Bethann Hardison: Model, Mother, Agent and Advocate
Jan 10, 2025
auto_awesome
Bethann Hardison, a former model and agent, has championed diversity and inclusion in the fashion industry for over 50 years. She shares her journey of creating an agency that reflects the world's diversity, challenging systemic biases from within. Bethann discusses the importance of integrating various representations, empowering future generations of models, and balancing her career with motherhood. Her candid reflections on fear, failure, and resilience provide an inspiring glimpse into her lifelong advocacy for a more inclusive fashion world.
Bethann Hardison established her modeling agency to promote diversity and equitable pay, strategically competing against predominantly white agencies to challenge systemic biases.
Through her activism, including founding the Black Girls Coalition, Hardison has created transformative opportunities for underrepresented models, ensuring their narratives are recognized within the fashion industry.
Deep dives
Bethann Hardison's Advocacy for Inclusion
Bethann Hardison has been a pivotal figure in advocating for greater inclusivity in the fashion industry for over fifty years. In 1984, she established her own modeling agency dedicated to ensuring representation and equitable pay for Black and ethnic minority models. Hardison emphasizes that her vision of diversity transcends beyond racial lines, aiming for a well-integrated industry that includes varied representations, such as redheads or different ethnicities. Her activism is not merely reactive; she actively creates spaces and opportunities for underrepresented groups within fashion, ensuring that their identities and stories are acknowledged and celebrated.
The Impact of the Black Girls Coalition
Hardison founded the Black Girls Coalition to combat the lack of visibility for Black models in the industry, addressing the systemic invisibility and segregation that marginalized these talents. She reflects on her personal experiences of being one of the few models of color on 7th Avenue, using her platform to empower others and demand justice in representation. The coalition's efforts aim to challenge industry norms and create change, promoting recognition and opportunities for Black women in fashion. The support she has provided has proven transformative for many young models and designers, fostering a new generation of talent that feels seen and valued.
Embracing Change and Activism
Throughout her career, Hardison reveals that true activism requires persistence and adaptability, recognizing that complacency can lead to regression. She highlights inspiring moments in her journey, such as realizing her advocacy has not only shaped her life but also those of many others she mentors and supports. Hardison acknowledges the need for continued vigilance, as societal and industry pressures can easily push back against progress made in diversity and inclusion. Her commitment to fostering conversation and encouraging new voices assures that the efforts for sustained diversity will continue in the evolving landscape of fashion.
Bethann is a former model, agent, and advocate who has been agitating for a more inclusive fashion industry for more than half a century.

· · · ·

* **What to work on**
**1)** Answer these questions from the Bethann Hardison text:
(a) In what year did Hardison establish her own modeling agency?
(b) What group did she found to combat the lack of visibility for Black models?
(c) On what street does she recall being one of the few models of color?
**2)** Carry on the Bethann Hardison text from its final sentence.
The items are unrelated to the Bethann Hardison text.

· · · ·

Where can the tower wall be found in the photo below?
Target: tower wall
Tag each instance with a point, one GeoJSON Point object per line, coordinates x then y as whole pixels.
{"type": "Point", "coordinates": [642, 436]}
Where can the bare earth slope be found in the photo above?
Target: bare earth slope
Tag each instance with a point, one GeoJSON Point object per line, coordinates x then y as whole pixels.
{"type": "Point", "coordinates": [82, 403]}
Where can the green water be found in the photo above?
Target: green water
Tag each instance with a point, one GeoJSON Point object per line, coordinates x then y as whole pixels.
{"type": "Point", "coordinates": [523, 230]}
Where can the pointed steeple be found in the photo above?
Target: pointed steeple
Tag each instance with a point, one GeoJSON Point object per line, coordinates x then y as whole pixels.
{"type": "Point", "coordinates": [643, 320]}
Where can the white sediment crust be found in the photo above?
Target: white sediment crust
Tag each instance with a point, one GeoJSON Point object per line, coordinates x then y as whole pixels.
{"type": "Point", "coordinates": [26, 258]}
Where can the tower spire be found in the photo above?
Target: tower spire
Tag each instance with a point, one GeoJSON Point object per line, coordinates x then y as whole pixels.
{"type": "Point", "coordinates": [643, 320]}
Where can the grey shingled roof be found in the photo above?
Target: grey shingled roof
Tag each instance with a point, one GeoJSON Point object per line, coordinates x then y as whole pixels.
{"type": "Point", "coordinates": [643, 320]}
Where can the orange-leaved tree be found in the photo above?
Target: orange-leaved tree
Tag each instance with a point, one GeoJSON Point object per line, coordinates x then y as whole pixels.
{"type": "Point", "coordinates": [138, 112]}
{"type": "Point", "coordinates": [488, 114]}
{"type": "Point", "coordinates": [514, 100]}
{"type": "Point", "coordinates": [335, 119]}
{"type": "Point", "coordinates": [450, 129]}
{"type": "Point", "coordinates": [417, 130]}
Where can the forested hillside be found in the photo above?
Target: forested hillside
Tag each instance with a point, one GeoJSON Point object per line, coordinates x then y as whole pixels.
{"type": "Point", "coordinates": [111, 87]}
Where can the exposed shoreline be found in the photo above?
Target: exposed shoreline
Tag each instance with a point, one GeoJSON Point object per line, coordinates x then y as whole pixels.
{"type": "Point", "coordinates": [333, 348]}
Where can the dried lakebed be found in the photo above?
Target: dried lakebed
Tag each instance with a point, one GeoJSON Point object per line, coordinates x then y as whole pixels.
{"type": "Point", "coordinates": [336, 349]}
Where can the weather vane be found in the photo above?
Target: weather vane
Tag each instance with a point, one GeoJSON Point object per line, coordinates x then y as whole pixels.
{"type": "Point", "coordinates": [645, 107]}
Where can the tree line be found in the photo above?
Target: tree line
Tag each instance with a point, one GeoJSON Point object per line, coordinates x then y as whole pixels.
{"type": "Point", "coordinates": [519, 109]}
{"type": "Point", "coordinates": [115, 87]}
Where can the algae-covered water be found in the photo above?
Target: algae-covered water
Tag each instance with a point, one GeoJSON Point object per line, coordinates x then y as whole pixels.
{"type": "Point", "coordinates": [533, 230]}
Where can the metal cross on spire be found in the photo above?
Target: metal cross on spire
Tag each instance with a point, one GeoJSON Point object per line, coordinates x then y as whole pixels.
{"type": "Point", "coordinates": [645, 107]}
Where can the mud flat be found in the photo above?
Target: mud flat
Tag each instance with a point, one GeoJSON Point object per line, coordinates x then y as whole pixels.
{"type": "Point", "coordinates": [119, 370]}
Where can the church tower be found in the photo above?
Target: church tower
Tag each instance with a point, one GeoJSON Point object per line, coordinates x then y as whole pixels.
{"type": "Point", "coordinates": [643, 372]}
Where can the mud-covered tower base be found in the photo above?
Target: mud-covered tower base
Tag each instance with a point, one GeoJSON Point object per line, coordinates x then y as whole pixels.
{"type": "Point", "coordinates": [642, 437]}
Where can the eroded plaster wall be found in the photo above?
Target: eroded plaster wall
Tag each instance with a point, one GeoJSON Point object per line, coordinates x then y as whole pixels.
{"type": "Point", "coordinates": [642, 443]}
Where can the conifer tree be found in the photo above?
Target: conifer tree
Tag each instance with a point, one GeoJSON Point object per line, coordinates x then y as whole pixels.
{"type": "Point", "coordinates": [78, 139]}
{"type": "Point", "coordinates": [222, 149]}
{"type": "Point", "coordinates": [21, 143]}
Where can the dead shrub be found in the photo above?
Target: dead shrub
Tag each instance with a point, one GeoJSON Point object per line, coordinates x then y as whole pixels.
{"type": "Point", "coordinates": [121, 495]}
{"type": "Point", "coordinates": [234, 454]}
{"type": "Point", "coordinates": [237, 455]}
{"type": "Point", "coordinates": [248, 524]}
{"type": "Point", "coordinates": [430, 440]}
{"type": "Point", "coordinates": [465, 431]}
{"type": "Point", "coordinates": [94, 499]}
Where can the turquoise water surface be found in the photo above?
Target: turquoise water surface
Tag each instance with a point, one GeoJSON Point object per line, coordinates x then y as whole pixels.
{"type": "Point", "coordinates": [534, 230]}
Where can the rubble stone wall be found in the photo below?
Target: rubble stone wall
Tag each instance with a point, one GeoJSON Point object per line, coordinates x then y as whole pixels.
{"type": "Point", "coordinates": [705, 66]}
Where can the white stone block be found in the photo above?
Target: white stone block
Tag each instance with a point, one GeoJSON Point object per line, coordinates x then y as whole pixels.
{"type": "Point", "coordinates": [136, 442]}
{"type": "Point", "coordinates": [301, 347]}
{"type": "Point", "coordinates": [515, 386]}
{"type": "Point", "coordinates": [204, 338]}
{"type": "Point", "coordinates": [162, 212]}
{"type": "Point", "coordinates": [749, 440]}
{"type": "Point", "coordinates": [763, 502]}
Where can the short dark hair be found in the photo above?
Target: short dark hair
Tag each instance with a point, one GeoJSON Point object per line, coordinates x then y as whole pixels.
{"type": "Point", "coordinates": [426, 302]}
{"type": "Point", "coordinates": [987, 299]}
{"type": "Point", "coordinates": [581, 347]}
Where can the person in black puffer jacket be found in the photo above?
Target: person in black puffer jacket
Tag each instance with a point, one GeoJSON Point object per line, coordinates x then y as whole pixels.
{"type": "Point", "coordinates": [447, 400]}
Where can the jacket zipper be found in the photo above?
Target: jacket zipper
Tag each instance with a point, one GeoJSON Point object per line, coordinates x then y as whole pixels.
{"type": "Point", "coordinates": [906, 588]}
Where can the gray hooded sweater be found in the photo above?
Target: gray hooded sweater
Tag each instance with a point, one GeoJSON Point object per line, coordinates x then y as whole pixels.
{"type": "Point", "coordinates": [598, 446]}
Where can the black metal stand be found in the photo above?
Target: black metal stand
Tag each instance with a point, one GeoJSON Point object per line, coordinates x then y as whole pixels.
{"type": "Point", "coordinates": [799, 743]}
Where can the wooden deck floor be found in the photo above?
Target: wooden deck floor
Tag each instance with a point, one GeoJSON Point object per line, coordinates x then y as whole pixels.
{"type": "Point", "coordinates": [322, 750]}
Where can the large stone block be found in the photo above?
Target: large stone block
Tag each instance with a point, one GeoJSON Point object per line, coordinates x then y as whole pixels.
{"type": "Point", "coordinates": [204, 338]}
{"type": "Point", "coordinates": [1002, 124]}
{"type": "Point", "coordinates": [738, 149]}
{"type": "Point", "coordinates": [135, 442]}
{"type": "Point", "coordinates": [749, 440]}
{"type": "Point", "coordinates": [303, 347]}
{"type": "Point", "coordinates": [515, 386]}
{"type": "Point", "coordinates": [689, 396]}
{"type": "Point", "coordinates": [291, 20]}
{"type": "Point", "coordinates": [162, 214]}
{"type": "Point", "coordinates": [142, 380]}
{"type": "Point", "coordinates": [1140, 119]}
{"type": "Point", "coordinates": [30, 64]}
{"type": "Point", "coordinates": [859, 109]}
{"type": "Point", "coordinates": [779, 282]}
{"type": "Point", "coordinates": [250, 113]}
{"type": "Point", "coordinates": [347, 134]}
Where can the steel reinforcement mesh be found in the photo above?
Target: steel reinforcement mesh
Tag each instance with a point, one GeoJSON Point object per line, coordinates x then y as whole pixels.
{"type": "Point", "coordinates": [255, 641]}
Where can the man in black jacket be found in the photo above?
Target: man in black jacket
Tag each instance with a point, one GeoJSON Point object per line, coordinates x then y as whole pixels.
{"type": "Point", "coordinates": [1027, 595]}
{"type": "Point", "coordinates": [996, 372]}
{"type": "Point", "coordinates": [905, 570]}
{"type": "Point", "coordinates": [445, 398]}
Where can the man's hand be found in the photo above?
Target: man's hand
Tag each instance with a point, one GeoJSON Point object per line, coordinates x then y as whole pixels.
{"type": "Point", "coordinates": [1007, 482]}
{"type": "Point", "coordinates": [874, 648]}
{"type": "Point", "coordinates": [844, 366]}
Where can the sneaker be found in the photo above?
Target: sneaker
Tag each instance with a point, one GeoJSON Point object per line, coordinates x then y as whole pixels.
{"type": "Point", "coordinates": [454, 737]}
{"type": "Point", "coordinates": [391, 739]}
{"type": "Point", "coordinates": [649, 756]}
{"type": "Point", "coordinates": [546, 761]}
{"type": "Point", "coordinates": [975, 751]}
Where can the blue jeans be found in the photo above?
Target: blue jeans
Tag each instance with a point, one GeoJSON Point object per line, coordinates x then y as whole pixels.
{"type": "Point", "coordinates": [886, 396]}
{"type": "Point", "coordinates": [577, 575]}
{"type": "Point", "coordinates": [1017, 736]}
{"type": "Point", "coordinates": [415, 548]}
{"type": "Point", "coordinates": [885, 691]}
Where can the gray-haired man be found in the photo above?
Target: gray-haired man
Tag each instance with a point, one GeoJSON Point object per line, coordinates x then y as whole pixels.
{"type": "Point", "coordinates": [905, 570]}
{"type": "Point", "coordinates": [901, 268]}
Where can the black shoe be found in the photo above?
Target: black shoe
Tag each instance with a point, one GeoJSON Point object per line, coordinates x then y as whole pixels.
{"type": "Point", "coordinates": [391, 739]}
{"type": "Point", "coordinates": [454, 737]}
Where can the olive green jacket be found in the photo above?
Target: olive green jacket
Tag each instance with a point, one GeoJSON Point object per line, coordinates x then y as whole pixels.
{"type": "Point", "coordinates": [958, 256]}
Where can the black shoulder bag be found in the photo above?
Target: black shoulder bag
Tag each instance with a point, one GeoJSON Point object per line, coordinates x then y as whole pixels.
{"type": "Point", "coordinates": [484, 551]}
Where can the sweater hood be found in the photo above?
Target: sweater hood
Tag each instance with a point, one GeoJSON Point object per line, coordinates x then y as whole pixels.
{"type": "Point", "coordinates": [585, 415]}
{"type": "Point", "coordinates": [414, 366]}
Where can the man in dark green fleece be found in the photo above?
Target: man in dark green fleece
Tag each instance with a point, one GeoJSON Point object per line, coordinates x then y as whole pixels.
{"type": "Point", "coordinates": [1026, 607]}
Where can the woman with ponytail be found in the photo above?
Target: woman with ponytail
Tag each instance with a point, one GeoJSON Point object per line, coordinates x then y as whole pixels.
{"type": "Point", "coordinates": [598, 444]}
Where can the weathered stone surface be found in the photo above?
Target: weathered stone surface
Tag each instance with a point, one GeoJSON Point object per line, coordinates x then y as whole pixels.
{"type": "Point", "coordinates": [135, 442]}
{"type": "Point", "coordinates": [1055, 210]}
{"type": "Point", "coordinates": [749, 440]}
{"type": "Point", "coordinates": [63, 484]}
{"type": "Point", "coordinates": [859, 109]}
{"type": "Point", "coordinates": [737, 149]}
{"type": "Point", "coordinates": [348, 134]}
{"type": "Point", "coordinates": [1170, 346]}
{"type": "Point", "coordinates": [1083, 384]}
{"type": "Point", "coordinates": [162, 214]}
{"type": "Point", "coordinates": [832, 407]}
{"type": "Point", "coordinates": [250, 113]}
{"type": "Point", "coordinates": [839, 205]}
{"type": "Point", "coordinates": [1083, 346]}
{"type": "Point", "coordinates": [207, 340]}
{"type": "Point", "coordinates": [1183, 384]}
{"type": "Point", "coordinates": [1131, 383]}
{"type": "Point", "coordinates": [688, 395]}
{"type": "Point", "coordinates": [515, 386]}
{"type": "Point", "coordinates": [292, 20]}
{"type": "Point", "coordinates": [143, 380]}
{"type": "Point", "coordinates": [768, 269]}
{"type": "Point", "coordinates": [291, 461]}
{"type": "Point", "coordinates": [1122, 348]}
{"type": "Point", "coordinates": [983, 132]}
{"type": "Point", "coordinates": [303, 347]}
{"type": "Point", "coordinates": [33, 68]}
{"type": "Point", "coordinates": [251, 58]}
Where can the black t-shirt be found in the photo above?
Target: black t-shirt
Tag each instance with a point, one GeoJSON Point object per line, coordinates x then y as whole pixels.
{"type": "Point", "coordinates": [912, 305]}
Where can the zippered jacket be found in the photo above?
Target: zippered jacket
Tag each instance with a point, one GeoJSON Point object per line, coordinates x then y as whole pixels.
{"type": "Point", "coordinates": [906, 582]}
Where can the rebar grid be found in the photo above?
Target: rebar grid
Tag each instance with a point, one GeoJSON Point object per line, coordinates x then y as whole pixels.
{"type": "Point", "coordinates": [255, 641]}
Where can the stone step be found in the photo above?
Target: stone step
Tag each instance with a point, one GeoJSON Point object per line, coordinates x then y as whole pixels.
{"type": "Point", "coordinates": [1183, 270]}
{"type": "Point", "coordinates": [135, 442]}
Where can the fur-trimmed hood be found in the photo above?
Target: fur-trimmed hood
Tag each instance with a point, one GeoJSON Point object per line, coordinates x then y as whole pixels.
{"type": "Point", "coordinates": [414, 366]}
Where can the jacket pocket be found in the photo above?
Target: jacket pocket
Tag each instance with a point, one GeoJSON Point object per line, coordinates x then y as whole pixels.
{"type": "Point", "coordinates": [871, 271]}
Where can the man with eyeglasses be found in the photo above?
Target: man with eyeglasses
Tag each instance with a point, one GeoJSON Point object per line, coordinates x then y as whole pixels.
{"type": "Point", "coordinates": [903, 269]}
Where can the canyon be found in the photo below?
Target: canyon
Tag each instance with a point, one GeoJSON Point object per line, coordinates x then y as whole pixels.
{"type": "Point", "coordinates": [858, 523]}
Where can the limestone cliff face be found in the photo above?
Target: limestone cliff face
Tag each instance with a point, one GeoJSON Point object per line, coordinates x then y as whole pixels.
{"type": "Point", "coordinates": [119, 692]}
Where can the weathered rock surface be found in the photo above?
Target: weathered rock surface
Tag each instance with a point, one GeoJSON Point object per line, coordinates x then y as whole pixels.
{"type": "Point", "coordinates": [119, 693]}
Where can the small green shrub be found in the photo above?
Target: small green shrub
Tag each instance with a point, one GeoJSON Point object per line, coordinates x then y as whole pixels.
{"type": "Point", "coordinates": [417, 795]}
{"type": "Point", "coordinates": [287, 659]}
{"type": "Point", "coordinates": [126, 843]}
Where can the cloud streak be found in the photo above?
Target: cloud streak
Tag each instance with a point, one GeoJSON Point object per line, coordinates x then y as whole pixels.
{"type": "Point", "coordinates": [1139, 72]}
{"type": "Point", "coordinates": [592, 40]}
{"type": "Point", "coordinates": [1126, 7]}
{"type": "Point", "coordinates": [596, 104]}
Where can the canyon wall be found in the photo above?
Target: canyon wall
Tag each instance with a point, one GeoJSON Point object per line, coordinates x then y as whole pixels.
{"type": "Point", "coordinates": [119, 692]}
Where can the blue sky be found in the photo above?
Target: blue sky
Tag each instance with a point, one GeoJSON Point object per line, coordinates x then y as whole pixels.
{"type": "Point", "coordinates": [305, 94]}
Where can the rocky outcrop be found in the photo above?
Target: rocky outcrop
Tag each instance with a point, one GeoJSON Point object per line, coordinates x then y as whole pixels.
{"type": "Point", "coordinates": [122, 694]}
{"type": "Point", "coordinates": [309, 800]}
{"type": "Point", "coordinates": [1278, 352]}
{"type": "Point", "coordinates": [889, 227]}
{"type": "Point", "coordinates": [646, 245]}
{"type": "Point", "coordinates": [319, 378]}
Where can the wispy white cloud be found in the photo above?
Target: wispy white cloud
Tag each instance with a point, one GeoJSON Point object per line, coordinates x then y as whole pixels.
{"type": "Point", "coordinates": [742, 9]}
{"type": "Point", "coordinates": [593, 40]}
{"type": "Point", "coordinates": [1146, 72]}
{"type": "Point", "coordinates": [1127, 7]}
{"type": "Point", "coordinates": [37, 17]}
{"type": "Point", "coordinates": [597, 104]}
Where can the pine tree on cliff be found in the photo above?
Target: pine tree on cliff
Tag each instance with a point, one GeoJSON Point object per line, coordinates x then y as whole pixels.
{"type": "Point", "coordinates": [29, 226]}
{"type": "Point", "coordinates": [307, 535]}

· · · ·

* **Outputs by task**
**1)**
(a) 1984
(b) The Black Girls Coalition
(c) 7th Avenue

**2)**
Bethann launched her own modelling agency in 1984, pushing for representation and equal pay for Black and ethnic minority models. Meanwhile In her personal life, she was a working mom, and a woman that in her own words, “has no sense of retirement in her DNA.”
"When I say racial diversity, I mean I want to still see a redhead. I don’t want an all-Black anything,” Hardison says. “I want to make sure our world remains completely integrated. That’s the most important thing.”
This week on the BoF Podcast, we revisit conversation from BoF VOICES 2024 where Bethann spoke with London-based British-Jamaican designer Bianca Saunders about her inspiring career journey and the state of the fashion industry today.
Key Insights:
Hardison’s approach to diversity in the fashion industry was intentional from the start By strategically building an agency that mirrored the diversity of the world around her, Hardison disrupted the norms of a predominantly white industry. “I didn’t want to have a Black model agency,” she says. “I think it's very important when you have to compete, you have to compete against the people who are running it.” Her decision to compete directly with white agencies allowed her to challenge systemic biases from within, making representation a matter of strategy, not tokenism.
For much of her career, Hardison worked tirelessly without stopping to reflect on her impact: “When people come up to me and say, ‘Thank you so much. I love you. You’re such an icon,’ … When you’re doing the work, you don’t think of it as significant. You just want to get things done.” This humility is paired with a newfound appreciation for her legacy, which she gained while working on the documentary Invisible Beauty. “When I decided to make the film about me and let the story be told, I finally realised the significance of what I’ve done.”
Hardison’s vision of diversity extends beyond racial representation. She tells BoF she advocates for a truly inclusive world and challenges the concept of homogeneity in all forms to ensure that diversity remains expansive and reflective of the world’s richness. “The most important thing to me is to make sure our world remains completely integrated,” she says. “I don’t want an all-Black anything; I want to see redheads, I want to see diversity everywhere.”